■ Problem ■
Return copies of the lines below that mention "decal".

___ Available data ___

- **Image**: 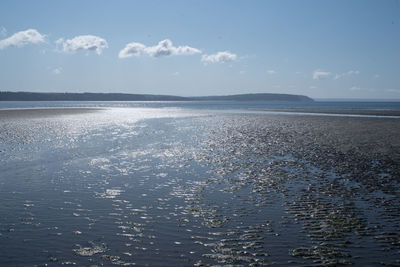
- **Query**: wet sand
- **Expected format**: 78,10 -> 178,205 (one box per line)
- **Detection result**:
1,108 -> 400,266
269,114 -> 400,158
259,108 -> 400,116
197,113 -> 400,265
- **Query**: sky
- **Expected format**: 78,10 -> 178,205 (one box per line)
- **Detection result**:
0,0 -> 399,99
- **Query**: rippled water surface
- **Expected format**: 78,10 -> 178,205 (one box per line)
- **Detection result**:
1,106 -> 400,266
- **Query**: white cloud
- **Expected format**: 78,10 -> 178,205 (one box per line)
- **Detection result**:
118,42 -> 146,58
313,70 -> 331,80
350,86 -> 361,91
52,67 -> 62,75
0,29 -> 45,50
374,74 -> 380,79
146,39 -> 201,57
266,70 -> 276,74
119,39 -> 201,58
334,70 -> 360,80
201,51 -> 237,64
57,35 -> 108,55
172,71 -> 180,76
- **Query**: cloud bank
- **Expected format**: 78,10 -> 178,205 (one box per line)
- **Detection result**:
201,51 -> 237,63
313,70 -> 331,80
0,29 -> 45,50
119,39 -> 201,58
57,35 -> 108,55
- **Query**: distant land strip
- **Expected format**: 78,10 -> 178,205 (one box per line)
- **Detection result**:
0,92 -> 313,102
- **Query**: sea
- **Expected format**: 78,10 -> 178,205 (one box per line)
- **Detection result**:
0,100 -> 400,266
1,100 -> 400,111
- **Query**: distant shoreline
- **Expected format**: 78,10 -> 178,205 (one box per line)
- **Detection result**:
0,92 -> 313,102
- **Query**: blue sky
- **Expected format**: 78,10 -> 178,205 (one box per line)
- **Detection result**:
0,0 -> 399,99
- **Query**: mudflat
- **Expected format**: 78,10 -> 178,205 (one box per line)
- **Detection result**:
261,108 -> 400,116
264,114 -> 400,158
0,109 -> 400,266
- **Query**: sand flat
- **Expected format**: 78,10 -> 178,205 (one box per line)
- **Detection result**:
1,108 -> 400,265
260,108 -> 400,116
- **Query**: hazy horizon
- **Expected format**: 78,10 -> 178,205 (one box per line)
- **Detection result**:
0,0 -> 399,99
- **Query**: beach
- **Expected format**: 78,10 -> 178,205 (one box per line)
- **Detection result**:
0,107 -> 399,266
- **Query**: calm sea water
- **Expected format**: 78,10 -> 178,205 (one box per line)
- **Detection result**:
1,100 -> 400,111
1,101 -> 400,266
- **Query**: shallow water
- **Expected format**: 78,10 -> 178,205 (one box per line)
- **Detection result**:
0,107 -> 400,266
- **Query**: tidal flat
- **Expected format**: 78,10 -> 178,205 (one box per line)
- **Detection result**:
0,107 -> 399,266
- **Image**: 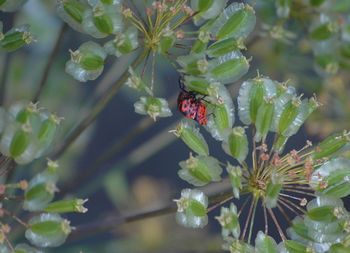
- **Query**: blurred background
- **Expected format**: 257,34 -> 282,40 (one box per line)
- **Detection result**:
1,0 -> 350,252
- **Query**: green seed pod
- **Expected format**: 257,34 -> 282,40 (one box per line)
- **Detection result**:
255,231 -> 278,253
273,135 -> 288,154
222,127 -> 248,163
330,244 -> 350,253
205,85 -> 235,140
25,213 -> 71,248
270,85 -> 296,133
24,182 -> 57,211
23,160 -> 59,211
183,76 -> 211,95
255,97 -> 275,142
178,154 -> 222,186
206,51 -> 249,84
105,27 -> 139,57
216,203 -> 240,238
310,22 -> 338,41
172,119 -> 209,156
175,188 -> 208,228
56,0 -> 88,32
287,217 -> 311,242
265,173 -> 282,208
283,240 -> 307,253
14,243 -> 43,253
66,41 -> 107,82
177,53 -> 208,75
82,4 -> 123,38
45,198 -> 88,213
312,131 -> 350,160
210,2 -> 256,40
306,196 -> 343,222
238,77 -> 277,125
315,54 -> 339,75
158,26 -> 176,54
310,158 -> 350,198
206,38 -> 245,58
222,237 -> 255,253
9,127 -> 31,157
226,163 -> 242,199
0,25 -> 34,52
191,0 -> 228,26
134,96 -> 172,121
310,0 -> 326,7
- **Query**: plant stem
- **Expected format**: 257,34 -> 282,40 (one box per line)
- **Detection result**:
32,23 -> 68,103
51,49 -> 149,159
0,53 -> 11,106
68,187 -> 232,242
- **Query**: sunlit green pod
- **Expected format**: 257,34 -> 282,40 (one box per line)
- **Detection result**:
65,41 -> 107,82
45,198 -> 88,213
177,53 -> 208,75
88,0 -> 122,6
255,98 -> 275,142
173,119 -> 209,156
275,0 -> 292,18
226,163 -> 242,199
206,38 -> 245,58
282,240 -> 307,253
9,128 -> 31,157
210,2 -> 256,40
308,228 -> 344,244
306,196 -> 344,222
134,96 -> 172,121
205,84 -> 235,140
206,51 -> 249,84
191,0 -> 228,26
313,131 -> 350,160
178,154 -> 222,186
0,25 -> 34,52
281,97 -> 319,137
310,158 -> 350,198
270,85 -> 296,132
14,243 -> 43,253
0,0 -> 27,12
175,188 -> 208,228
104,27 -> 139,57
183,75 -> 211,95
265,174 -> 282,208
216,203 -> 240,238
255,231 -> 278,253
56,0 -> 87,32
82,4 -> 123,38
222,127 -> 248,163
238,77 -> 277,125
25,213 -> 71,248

___
___ Available data ___

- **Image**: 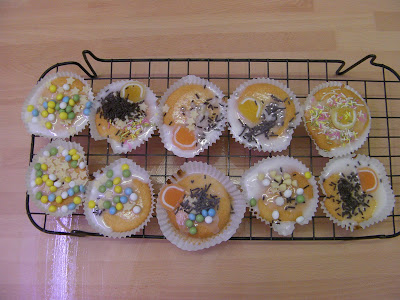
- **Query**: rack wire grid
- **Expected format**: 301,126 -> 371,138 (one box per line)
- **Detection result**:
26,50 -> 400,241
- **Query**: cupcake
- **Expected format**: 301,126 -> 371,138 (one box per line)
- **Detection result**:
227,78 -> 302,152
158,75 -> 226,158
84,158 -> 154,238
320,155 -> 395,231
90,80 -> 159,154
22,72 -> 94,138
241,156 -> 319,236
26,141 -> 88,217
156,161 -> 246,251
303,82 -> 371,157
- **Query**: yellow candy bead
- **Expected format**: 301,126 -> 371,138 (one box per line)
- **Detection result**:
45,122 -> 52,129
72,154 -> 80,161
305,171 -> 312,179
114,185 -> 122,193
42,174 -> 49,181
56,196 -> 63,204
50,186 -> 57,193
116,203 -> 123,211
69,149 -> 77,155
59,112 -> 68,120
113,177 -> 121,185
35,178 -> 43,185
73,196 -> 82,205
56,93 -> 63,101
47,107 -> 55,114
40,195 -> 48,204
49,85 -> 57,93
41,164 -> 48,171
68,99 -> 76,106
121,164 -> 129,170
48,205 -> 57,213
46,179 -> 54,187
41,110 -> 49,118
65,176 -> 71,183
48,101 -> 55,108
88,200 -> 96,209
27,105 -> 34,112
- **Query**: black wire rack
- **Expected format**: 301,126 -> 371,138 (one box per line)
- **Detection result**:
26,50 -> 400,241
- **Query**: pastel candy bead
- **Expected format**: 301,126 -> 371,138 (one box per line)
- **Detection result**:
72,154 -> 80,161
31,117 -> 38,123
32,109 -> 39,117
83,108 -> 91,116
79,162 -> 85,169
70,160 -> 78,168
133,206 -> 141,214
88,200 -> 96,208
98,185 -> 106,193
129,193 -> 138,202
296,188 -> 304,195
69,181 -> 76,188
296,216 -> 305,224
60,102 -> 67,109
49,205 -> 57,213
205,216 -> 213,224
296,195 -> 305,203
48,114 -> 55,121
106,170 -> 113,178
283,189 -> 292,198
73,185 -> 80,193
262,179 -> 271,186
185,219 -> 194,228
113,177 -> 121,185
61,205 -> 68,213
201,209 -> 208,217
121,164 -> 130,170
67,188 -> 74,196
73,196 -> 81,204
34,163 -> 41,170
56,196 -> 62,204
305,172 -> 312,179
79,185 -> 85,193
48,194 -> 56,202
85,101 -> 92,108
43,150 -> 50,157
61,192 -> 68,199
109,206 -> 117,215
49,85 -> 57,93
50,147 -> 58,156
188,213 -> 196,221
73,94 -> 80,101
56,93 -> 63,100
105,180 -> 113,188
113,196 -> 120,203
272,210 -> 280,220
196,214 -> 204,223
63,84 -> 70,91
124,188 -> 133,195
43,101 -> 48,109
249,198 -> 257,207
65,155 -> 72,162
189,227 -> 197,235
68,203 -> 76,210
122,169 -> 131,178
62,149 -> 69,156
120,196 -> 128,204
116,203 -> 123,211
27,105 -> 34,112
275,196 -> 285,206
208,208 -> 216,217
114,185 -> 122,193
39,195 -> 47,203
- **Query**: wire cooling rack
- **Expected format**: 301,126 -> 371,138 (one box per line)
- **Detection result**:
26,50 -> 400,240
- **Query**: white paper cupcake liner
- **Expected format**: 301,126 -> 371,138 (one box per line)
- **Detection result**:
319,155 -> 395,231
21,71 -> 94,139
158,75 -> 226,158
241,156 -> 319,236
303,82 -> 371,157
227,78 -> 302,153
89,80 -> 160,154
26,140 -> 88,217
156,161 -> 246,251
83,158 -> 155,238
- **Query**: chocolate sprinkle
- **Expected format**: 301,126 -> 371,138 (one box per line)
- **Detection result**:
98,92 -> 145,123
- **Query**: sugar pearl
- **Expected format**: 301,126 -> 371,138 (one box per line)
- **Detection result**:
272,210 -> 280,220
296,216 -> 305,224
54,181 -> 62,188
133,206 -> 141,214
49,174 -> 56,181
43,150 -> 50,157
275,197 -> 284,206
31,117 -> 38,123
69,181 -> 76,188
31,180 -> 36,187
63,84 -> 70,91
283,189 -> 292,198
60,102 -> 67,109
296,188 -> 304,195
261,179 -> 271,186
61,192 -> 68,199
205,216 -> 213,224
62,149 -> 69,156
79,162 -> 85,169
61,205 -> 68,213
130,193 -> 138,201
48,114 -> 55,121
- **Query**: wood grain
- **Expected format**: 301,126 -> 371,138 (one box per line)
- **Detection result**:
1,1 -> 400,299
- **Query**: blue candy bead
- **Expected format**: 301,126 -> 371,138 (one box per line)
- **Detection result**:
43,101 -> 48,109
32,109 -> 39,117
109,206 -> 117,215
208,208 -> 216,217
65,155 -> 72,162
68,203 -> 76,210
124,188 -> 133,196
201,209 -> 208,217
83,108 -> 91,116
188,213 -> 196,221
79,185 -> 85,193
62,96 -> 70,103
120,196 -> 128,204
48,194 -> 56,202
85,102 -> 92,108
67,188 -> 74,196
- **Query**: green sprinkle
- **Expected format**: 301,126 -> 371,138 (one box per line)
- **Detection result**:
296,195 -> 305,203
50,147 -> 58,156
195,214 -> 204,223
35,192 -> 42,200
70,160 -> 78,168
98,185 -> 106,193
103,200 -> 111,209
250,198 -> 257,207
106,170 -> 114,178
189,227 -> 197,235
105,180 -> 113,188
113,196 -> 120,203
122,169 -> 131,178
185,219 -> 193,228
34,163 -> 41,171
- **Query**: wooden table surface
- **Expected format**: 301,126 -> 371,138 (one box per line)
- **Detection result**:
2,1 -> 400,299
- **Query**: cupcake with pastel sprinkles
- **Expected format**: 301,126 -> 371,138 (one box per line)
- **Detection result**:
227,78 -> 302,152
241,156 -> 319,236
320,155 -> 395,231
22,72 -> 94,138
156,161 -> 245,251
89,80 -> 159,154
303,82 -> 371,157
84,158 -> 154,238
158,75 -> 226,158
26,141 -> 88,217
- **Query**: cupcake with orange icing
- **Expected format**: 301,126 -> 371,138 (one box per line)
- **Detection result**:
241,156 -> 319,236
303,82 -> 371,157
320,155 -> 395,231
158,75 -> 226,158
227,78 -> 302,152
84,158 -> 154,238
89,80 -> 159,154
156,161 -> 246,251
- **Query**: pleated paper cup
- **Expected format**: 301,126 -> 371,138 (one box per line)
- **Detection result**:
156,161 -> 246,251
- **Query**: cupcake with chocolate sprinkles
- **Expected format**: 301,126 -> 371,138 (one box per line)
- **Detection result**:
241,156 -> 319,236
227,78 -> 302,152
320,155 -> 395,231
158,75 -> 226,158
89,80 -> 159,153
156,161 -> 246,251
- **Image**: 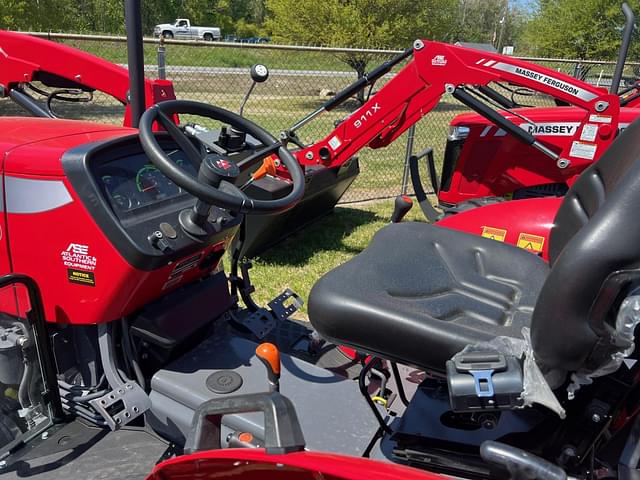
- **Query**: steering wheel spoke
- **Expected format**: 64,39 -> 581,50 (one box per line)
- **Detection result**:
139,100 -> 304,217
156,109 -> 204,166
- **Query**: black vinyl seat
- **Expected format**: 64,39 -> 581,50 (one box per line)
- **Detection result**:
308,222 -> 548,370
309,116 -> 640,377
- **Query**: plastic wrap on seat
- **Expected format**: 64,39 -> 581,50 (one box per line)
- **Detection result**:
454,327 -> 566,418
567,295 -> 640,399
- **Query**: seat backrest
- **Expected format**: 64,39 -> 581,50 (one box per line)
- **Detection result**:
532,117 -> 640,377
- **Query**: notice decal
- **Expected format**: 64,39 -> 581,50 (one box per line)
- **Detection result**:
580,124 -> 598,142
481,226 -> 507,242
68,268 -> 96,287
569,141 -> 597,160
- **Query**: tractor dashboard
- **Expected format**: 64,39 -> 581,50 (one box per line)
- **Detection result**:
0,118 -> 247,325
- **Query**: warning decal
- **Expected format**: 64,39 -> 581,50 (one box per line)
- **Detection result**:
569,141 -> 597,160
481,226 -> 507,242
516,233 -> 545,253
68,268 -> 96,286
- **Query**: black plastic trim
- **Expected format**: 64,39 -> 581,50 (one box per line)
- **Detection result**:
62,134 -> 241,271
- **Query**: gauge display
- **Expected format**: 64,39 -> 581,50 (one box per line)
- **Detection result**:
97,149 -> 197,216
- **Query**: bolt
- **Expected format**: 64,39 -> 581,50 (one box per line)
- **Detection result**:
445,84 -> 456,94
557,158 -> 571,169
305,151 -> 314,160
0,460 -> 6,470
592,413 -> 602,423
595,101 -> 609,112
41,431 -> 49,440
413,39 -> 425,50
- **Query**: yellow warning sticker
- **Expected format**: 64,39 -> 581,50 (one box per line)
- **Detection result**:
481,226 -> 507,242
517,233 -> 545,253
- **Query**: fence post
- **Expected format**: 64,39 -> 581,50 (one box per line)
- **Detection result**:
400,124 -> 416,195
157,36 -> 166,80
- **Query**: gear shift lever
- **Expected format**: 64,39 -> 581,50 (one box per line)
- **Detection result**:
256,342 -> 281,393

___

■ Exercise solution ■
- **Query**: notice decal
- **Query**: warning decal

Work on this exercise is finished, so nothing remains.